Assigned task — Begin at the line below that has "For every instance of the high-rise" and stop after the line that has "For every instance of the concrete". Please restate only those lines, word for word.

Raw data —
· · · · · · ·
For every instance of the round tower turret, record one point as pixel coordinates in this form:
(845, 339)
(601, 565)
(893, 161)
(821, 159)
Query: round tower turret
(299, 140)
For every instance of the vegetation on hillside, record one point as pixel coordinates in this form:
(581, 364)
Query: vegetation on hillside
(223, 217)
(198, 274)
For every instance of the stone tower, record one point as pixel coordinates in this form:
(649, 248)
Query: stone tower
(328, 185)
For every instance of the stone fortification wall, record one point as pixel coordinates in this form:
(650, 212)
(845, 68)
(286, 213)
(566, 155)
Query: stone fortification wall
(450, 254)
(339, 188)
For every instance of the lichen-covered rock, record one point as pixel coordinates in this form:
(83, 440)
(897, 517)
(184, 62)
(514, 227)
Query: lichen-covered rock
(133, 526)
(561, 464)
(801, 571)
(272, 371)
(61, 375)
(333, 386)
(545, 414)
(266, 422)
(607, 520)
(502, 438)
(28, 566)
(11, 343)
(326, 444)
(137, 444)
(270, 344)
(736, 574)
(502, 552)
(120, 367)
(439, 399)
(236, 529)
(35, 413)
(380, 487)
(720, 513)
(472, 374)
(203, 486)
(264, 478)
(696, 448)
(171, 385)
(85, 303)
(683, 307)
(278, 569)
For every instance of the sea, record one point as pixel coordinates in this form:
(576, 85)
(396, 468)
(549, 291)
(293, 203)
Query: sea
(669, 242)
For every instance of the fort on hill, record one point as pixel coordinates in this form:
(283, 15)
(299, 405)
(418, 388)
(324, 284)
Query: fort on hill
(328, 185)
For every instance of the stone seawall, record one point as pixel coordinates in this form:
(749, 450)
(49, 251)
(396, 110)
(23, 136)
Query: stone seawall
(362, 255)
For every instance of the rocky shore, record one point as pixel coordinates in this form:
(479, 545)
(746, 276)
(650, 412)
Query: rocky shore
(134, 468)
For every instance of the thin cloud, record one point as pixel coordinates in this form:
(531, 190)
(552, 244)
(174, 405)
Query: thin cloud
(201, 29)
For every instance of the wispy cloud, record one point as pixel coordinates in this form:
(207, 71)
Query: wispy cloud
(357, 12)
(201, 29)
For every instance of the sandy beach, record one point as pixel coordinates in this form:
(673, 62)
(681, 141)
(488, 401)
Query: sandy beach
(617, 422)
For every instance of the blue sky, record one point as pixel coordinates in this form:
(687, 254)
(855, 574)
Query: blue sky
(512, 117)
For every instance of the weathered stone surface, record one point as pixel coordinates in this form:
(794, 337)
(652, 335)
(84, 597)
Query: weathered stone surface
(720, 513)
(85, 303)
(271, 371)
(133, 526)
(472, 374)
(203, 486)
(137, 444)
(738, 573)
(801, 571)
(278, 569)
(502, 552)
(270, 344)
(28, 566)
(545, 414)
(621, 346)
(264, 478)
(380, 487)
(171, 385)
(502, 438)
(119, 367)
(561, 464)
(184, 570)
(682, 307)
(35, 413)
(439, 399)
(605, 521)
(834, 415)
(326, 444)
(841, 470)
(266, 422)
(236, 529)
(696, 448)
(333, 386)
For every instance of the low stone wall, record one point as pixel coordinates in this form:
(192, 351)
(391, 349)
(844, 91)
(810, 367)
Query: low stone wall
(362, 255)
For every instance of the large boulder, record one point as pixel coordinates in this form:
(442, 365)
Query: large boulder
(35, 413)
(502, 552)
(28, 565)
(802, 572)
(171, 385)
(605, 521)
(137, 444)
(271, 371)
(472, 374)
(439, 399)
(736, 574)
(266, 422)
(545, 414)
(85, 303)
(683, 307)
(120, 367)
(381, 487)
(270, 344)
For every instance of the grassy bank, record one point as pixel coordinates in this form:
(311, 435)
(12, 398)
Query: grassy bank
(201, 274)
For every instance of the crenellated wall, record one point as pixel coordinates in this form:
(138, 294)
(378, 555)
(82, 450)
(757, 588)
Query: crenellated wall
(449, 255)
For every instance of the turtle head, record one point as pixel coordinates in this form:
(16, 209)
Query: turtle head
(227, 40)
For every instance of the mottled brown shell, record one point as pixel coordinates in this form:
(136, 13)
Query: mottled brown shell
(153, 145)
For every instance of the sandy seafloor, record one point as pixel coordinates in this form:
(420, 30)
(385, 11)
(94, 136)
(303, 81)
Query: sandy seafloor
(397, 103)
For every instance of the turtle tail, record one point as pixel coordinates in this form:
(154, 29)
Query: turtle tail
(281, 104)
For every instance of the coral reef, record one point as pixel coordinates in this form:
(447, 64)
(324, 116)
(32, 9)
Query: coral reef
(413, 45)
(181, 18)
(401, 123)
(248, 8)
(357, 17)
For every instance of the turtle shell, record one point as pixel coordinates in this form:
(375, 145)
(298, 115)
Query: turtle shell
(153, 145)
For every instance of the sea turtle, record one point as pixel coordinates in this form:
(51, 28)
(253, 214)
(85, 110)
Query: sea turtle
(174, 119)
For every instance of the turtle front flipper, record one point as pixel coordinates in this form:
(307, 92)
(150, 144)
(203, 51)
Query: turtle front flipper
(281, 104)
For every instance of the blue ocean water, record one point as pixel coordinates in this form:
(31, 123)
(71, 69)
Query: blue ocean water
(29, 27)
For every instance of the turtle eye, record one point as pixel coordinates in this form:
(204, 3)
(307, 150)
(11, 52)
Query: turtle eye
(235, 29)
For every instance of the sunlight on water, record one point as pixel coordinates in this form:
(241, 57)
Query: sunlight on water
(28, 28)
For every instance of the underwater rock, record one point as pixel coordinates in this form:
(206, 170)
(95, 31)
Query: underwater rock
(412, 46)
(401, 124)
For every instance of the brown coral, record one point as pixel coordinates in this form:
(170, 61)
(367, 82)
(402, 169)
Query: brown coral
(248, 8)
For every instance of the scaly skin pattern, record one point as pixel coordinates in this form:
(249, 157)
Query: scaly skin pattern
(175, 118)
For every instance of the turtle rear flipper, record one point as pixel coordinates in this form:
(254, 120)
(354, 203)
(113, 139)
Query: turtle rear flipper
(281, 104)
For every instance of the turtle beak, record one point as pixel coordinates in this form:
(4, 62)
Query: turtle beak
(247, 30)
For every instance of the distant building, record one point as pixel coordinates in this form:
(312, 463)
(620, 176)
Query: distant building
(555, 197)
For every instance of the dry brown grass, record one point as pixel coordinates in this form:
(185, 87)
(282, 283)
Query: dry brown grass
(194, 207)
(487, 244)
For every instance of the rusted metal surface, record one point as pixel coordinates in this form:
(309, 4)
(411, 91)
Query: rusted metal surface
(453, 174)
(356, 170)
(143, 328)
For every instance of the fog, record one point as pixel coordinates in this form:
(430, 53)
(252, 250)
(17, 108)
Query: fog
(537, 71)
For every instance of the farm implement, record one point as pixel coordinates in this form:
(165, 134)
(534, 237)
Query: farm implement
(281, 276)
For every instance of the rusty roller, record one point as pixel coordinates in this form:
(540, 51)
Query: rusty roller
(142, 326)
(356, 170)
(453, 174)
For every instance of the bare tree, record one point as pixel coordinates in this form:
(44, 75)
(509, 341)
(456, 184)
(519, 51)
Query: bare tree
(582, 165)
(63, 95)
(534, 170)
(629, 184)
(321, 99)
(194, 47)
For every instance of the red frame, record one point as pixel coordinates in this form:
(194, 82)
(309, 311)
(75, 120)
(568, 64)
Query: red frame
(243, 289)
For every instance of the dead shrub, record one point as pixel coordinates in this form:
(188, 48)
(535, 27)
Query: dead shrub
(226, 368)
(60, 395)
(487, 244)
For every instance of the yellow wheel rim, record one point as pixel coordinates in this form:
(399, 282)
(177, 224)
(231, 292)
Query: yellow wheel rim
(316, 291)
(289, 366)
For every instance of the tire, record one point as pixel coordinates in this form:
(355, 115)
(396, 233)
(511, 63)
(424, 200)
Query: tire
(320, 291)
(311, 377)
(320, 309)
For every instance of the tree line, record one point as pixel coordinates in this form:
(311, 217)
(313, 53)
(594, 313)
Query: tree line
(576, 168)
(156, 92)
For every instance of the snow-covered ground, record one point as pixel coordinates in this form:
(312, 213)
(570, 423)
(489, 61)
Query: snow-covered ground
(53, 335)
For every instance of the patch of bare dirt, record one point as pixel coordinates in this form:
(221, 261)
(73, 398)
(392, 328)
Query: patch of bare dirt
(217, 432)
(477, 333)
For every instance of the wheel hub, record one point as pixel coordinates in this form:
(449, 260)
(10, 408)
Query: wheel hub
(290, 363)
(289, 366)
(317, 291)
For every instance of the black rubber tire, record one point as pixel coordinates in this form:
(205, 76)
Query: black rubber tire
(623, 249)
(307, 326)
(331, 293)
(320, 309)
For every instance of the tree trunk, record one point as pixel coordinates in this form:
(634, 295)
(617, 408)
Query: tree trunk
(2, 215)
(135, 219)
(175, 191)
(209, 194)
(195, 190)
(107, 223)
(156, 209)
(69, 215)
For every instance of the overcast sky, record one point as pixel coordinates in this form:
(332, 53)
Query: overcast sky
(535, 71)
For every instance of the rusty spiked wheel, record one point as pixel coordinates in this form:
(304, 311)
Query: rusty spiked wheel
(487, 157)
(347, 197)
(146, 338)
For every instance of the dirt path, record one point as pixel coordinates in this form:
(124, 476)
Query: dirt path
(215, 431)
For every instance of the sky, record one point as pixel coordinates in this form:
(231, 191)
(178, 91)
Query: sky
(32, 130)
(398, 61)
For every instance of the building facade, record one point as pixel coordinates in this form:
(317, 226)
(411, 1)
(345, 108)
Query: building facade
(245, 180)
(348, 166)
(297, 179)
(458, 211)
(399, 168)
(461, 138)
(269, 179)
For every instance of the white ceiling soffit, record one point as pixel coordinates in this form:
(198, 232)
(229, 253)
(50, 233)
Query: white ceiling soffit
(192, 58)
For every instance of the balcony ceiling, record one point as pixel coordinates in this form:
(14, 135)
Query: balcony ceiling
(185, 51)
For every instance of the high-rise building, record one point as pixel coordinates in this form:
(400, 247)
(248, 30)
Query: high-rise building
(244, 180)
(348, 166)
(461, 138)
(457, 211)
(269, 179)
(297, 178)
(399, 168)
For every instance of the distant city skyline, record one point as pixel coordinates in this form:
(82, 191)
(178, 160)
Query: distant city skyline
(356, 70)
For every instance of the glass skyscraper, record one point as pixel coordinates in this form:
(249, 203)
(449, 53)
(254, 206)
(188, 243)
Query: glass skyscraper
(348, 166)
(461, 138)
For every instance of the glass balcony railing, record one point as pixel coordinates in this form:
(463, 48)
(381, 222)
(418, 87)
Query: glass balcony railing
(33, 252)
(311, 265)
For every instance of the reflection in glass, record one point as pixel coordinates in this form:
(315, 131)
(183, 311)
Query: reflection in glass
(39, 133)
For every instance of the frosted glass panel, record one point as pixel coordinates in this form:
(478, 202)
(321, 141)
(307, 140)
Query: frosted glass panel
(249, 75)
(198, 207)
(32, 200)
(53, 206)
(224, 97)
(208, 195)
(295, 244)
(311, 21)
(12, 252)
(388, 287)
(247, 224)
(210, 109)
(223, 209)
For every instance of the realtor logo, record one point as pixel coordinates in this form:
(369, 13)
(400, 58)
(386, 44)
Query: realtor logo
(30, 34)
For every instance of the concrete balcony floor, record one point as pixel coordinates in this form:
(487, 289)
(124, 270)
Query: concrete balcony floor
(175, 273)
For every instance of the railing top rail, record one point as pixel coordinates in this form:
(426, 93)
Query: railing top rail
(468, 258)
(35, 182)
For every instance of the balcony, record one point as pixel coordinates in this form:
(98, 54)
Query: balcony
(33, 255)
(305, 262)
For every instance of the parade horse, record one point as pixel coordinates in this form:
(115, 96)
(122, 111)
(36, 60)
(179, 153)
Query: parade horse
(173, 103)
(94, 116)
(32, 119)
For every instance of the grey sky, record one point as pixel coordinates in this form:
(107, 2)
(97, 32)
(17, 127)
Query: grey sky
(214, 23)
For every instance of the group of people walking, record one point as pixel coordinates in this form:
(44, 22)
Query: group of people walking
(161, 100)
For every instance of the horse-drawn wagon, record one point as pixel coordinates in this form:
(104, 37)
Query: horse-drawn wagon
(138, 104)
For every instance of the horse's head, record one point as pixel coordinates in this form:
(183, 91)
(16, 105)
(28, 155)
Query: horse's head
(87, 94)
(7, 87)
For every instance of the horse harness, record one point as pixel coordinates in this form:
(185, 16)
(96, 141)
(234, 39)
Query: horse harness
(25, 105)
· · · · · · ·
Result of this exercise —
For every instance of the high-rise building, record one point as pixel coordinates in this form:
(400, 247)
(248, 30)
Query: high-rise building
(244, 180)
(348, 166)
(461, 138)
(457, 211)
(269, 179)
(297, 178)
(399, 168)
For every instance of the distant city skyline, record one point as pixel coordinates in this form:
(82, 191)
(178, 160)
Query: distant city skyline
(356, 70)
For every instance of the glass skyscraper, record one point as pixel coordinates in this form:
(249, 203)
(449, 53)
(254, 206)
(188, 243)
Query: glass skyscraper
(348, 166)
(461, 138)
For every instance of the glass balcony railing, record one point as pixel coordinates in this form:
(463, 48)
(381, 222)
(418, 87)
Query: glass balcony railing
(33, 252)
(311, 265)
For every instance of the reflection in glass, record one point as pixel coordinates in this form:
(315, 131)
(183, 311)
Query: reflection in glass
(39, 133)
For every instance of the frosted glass panel, record one point as pixel coordinates in this form:
(478, 202)
(321, 141)
(307, 140)
Query: frosted glass panel
(249, 75)
(198, 207)
(32, 200)
(53, 206)
(224, 97)
(208, 195)
(295, 244)
(311, 21)
(12, 252)
(388, 287)
(247, 224)
(210, 109)
(223, 209)
For every instance of the realtor logo, record one point as pixel coordinates in this form:
(369, 13)
(400, 58)
(386, 44)
Query: realtor logo
(30, 34)
For every instance of the concrete balcony floor, record one point as pixel coordinates in this form:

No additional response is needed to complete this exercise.